Assignment = Set the records down again in full, with every word kept.

Given records =
Segment Open

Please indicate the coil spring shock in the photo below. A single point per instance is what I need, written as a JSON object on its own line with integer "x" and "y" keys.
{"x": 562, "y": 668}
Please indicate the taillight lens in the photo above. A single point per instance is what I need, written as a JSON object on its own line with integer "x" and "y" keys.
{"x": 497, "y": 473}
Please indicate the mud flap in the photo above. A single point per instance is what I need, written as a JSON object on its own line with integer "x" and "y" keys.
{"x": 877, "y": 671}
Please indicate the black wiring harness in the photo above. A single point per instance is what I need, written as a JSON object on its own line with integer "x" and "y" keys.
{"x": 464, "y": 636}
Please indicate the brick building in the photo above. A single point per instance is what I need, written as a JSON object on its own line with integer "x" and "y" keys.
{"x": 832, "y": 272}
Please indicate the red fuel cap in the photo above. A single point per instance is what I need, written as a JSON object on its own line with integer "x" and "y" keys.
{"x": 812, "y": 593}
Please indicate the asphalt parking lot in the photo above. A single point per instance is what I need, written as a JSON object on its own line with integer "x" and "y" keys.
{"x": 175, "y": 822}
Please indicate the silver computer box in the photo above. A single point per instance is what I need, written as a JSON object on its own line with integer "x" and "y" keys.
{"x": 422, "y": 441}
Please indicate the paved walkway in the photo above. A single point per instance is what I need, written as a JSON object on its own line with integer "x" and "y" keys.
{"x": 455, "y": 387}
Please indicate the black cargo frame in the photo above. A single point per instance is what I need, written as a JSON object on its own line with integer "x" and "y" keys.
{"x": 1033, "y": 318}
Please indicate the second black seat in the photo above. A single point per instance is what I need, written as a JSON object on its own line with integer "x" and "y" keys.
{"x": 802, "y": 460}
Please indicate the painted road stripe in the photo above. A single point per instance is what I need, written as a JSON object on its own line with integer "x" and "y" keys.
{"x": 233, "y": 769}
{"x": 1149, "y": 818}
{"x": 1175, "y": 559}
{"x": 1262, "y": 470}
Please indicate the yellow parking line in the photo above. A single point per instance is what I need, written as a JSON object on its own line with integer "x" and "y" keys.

Segment Closed

Expected answer =
Please indicate the coil spring shock in the photo below. A single point per instance is what I need, written as a JSON object on its own line with integer "x" and "y" keys.
{"x": 562, "y": 668}
Please indicate the taillight lens in the photo above. A single point per instance is what I need, written as a JSON object on its own line with integer "x" and "y" keys.
{"x": 497, "y": 473}
Please indicate the mud flap in the photo above. A single point per instance is what I need, written as a JSON object on its own line with integer "x" and "y" keys.
{"x": 877, "y": 671}
Please indicate the black wiring harness in the photo above. A single point per instance is what I need, written as a JSON object on its own line with integer "x" and "y" keys.
{"x": 464, "y": 636}
Please indicate the brick building in the photo above. A single point per instance is what I need, written as a JSON object on its own line with integer "x" and "y" keys.
{"x": 832, "y": 272}
Please indicate the red fuel cap in the photo above. A single point per instance is what I need, written as a JSON object on its own line with integer "x" and "y" keys.
{"x": 812, "y": 593}
Please indicate the asphalt parking lot in the photo above. A single point per instance is what I need, written as a JSON object on its own line with integer "x" and "y" keys.
{"x": 175, "y": 822}
Please indicate the silver computer box in the photo above. A single point per instance is what I need, written as a JSON object on its own line with integer "x" and "y" keys.
{"x": 422, "y": 441}
Please indicate the paved walkway in the photo above. A single point per instance is what I need, written as a JSON object on its own line with integer "x" and "y" keys.
{"x": 455, "y": 387}
Please indicate the black cargo frame in the photo above. A single point per instance is what I need, written as a JSON object on its own line with integer "x" and "y" keys.
{"x": 1033, "y": 318}
Please indicate the second black seat in the photo above. A single point per instance is what I need, written as a JSON object on its own line with integer "x" and "y" keys.
{"x": 802, "y": 460}
Please indicate the painted road stripe in the photo above. A single point per instance is what I need, written as a JSON object on its own line with integer "x" and "y" keys.
{"x": 233, "y": 769}
{"x": 1149, "y": 818}
{"x": 1175, "y": 559}
{"x": 1262, "y": 470}
Please indicate the yellow parking line in the photo above. A single point per instance is what I need, written as a JSON object on its own line with integer "x" and "y" keys.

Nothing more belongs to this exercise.